**What you are asked to do:**
Update the data below by changing every "vertex pairs" to "coordinate pairs". Leave everything else the same.

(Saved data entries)
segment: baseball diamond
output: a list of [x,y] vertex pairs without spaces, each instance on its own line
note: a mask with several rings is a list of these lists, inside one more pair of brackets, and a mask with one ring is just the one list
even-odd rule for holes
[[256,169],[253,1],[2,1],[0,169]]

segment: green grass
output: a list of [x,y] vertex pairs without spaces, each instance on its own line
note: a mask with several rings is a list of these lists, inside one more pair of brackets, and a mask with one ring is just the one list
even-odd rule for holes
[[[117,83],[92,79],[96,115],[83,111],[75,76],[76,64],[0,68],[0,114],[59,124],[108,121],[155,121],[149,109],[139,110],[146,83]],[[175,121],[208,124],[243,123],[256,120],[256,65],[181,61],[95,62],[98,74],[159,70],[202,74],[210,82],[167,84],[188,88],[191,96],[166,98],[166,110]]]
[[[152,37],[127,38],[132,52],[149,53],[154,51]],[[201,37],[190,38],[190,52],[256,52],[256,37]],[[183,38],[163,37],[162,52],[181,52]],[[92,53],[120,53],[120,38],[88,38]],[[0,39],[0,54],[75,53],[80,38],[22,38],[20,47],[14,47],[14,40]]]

**Final answer:**
segment: baseball diamond
output: a list of [x,y] coordinate pairs without spaces, each instance on its own line
note: a mask with several rings is a list of these lists, inside one more pair of brackets, and a mask with one ring is just the one list
even-odd rule for holes
[[256,169],[253,1],[2,1],[0,169]]

segment: green grass
output: a list of [x,y] coordinate pairs without spaces, each instance on its own line
note: a mask with several rings is a list of these lists, inside one more pair of brackets, and a mask with one ring is just the one list
even-odd rule for holes
[[[117,83],[92,79],[96,115],[83,111],[75,76],[76,64],[0,68],[0,114],[59,124],[108,121],[155,121],[149,109],[139,110],[146,83]],[[175,121],[208,124],[243,123],[256,120],[256,65],[181,61],[95,62],[98,74],[159,70],[202,74],[210,82],[167,84],[188,88],[191,96],[166,98],[166,110]]]
[[[152,37],[127,38],[132,52],[149,53],[154,51]],[[201,37],[190,38],[190,52],[256,52],[256,37]],[[183,38],[163,37],[162,52],[181,52]],[[92,53],[120,53],[120,38],[88,38]],[[0,39],[0,54],[75,53],[80,38],[22,38],[20,47],[14,47],[14,40]]]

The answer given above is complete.